AIM:
Copy each of the rows below word for word, leaving out the pictures.

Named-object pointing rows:
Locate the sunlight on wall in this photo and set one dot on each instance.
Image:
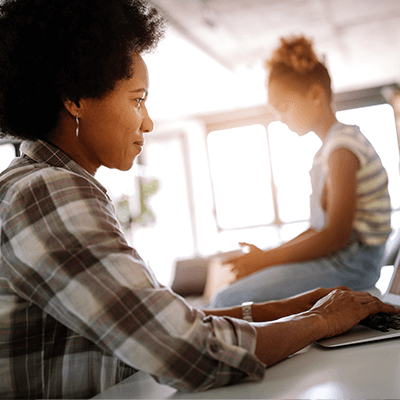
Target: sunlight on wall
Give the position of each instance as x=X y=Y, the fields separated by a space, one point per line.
x=7 y=153
x=185 y=81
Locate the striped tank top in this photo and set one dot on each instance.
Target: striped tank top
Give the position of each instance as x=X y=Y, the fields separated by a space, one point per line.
x=372 y=220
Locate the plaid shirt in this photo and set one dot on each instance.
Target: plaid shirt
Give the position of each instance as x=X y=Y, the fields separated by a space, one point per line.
x=80 y=310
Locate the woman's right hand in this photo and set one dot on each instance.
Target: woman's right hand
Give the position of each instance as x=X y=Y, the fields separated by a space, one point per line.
x=341 y=309
x=331 y=315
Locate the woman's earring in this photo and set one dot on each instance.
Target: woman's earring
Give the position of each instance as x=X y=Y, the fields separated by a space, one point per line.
x=77 y=124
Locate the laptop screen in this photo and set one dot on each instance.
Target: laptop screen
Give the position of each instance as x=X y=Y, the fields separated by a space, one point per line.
x=395 y=282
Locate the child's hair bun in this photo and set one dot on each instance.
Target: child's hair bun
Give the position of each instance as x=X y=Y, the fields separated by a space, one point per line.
x=295 y=52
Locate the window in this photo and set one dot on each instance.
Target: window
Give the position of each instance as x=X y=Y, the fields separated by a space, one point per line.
x=7 y=153
x=262 y=179
x=241 y=175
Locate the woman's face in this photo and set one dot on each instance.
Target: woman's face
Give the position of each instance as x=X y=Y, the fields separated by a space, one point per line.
x=111 y=129
x=295 y=109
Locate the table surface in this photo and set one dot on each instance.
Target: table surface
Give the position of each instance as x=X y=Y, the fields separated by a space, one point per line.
x=367 y=371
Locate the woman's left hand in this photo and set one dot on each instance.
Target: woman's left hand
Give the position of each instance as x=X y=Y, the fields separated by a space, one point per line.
x=248 y=263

RESPONSE BELOW:
Locate the sunlight on wall in this photo and set one dot on each instance.
Image:
Target: sunlight on wall
Give the position of each instance as x=X y=Y, the fields separated by a space, one point per line.
x=7 y=153
x=185 y=81
Locate the striped tank top in this photo and set one dot on each instance.
Target: striped tank top
Give the position of each instance as x=X y=Y, the fields separated by a space, one point per line.
x=372 y=220
Locate the plaid shirt in this photo and set one dot on each instance.
Target: plaid shirt
Give the position of each instance as x=X y=Y, the fields separated by a space, one point per line.
x=80 y=310
Locate the woman's right hand in this photo and set one dot on each instance.
Target: woman's right hand
Give the position of each instance as x=X y=Y, the fields separated by a space, one point per line.
x=341 y=309
x=331 y=315
Locate the woman's earring in this photo and set one dot on each instance.
Target: woman's earring
Give the position of each instance as x=X y=Y, the fields separated by a space, one point per line.
x=77 y=124
Locate the laptop screen in this photo and set one dot on each instance.
Target: laptop screen
Give the position of each instance as x=X y=Y, the fields separated by a space, one point per line.
x=395 y=282
Locate the child's hair bun in this photo and set one dot on each instance.
Target: child's hair bun
Give the position of each instance as x=X y=Y, the fields separated by a space, one point per line.
x=295 y=52
Locate the window in this photo and set one dot on each instance.
Target: window
Give the position of each instance as x=X y=Y, the fields separated by a space, one point per line.
x=7 y=153
x=262 y=179
x=241 y=175
Locate the woman's face in this photo and set one dot on each instance.
Target: woman's face
Give the position of each instance as x=X y=Y, the fields separated by a space, one point per line.
x=111 y=129
x=295 y=109
Locate the table surface in this photo and set one dot on each instance.
Target: table surface
Give the position of each instance as x=X y=Y, the fields separated by a space, one point per line.
x=367 y=371
Locate the woman's left hand in this photo and set one dot on each instance.
Target: woman's left hand
Give the position of each instance as x=X y=Y, the fields separated by a space, one point per line.
x=248 y=263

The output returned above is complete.